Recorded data
>> Begin

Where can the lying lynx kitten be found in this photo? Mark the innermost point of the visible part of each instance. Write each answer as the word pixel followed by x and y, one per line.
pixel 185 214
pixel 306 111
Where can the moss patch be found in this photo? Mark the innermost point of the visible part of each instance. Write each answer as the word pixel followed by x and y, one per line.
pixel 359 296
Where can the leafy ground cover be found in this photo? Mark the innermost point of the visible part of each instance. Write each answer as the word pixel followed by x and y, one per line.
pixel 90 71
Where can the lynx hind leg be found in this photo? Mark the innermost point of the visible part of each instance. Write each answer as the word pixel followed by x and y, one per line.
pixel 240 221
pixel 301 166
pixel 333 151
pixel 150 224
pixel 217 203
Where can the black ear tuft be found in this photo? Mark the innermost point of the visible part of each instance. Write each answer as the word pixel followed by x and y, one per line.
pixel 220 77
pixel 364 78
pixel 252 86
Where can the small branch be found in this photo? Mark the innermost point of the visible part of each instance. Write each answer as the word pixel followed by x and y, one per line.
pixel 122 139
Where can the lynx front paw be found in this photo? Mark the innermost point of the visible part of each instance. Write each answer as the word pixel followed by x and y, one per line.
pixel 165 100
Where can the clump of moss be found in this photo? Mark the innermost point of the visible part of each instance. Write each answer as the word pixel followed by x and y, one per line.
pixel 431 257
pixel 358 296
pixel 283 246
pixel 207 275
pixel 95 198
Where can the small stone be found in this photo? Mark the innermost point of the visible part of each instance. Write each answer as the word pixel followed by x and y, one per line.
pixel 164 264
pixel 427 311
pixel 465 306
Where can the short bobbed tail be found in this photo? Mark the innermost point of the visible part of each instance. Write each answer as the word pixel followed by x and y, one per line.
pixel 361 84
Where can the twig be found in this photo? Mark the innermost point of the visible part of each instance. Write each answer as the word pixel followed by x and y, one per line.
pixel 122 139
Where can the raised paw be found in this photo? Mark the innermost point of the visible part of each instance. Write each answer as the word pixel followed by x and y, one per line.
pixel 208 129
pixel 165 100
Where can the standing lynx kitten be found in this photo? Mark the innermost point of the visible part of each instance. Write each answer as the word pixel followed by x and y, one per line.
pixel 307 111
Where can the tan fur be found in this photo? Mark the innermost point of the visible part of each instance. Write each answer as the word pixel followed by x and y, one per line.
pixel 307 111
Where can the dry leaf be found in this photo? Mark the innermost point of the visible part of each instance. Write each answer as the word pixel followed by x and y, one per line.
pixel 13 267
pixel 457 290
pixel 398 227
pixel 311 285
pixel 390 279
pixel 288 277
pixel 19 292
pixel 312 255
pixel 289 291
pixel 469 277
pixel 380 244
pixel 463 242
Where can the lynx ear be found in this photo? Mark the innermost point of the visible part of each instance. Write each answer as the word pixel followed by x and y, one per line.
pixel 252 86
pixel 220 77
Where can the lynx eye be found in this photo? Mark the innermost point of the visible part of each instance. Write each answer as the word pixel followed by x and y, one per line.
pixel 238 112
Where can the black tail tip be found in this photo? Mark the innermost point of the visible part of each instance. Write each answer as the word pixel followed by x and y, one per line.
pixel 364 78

>> End

> [Instructions for the task] Copy word for word the lines of the records above, from the first line through the line containing "pixel 306 111", both included.

> [The solution]
Where can the lying lynx kitten be found in this photo? Mark the innermost point of the visible part of each instance. Write each answer as the word pixel followed by x and y, one per line.
pixel 185 214
pixel 306 111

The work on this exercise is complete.